■ **Text extract**

• • • • • • •

Editorial

Democratisation of Political Parties: Key to Survival

Politics is important. It is the key instrument that has given the country its current condition. It is the main tool we have to give overall orientation to the being and affairs of the country and to help us reach goals that have been fixed. The country’s priorities need to be redefined from time to time in the fundamental transformative objectives we set for ourselves. Political parties are in charge of the implementation of the agenda for transformation.

The political leaders of the generation of the 1950s and 1960s worked in real earnest to set out and achieve the goals they had laid down for transforming society into something better than what they had seen before. Those who have known Labour of those days know that there were serious heated debates and extensive discussions within the ranks of the party each time before final choices were made. Not many of the party stalwarts of those days contented themselves with echoing back the views of the leader.

The reason for those frank and thorough discussions was twofold. First, the men and women of that generation had been moulded into the social realities and they understood the stakes for all they were worth. Being in touch with ground realities, they had little time or tolerance for sophistries or purely academic statements. Second, most of them had their own convictions and ideas about how to get to the final objectives. They were men and women of some culture and depth of understanding of issues at the level of each individual. They transcended the fact that they depended ultimately on the good intentions of the leader for their future. The public also knew what specific ideas distinct leaders stood for and how competent they were. Those individuals were respected for their intellectual contributions. The party leadership drew generously from their collegiate contributions in formulating the overall pursuits of the party.

However, one does not have the same impression of politics being done in Mauritius in this kind of open forum any more.

Like Labour, the MMM was launched on the basis of ideas about social and political choices that would make for an enlightened social advancement. It did not take very long for the ideals of the founders of the party to melt away into what came to be known as social “realities” in an all-out bid to seize power by the dominant faction of the party. Many felt betrayed and abandoned the party. Many of those who did not toe the line were left on the wayside along the historical path followed by the party. With time, the MMM took the shape rather of an electoral machine with little by way of a profound alternative program, most of its action being limited to rebutting the proposals of different governments or spotting scandals as a way of keeping its given vote-bank from dissipating away.

We are told from time to time that there is effective debating of positions to be adopted by the party on important issues. If the recent somersaults of the party concerning whether to go ahead or not with the ‘Remake’ is a guide – first getting the politburo to approve it, then keeping the decision on hold and finally reviving it again when the MMM’s agenda for ‘electoral reform’ in alliance with Labour failed – then the party’s claim that its decision-making would be very democratic is unconvincing.

The same may be said about the MSM. It is today a mere shadow of what it used to be when it was in power and taking decisions which transformed the being of the country. There is little of civilised dissent we hear of among its membership; on the contrary, such is the low level of conviction among certain of its members that they have recently appeared to be readying themselves to jump on to the bandwagon of power. It has become a source of defectors that have gone to swell the ranks of government. Instead of generating a rich crop of ideas, the party has rather proved good at hosting a pool of clever opportunists. It does not have a model of development of its own to propose, being content to endorse mainstream policies which are advocated by one and all.

• • • • • • •

■ **Prompt 1**
According to the editorial, what was most of the MMM's action limited to?
■ **Prompt 2**
Copy the editorial word for word, starting with "The political leaders" and going on through "of the leader.".

• • • • • • •

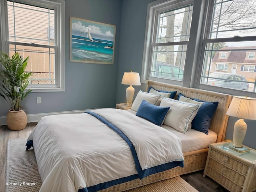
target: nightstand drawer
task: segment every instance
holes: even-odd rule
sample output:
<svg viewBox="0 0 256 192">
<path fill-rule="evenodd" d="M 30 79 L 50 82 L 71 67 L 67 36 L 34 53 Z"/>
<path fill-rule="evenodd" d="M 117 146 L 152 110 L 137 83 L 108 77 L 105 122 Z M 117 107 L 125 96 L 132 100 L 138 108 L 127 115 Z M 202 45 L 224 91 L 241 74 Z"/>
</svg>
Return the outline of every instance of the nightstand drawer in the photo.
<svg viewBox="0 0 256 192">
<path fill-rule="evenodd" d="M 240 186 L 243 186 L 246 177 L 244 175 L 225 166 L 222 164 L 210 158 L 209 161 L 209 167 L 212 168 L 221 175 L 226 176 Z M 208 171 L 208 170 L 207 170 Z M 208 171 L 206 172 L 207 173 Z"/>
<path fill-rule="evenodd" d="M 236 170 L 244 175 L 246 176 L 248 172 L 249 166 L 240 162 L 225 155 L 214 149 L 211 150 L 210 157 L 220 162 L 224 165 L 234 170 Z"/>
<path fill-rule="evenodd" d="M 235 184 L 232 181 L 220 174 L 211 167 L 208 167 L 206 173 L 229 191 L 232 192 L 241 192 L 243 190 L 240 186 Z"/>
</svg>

• • • • • • •

■ **Correct output 1**
Rebutting the proposals of different governments or spotting scandals.

■ **Correct output 2**
The political leaders of the generation of the 1950s and 1960s worked in real earnest to set out and achieve the goals they had laid down for transforming society into something better than what they had seen before. Those who have known Labour of those days know that there were serious heated debates and extensive discussions within the ranks of the party each time before final choices were made. Not many of the party stalwarts of those days contented themselves with echoing back the views of the leader.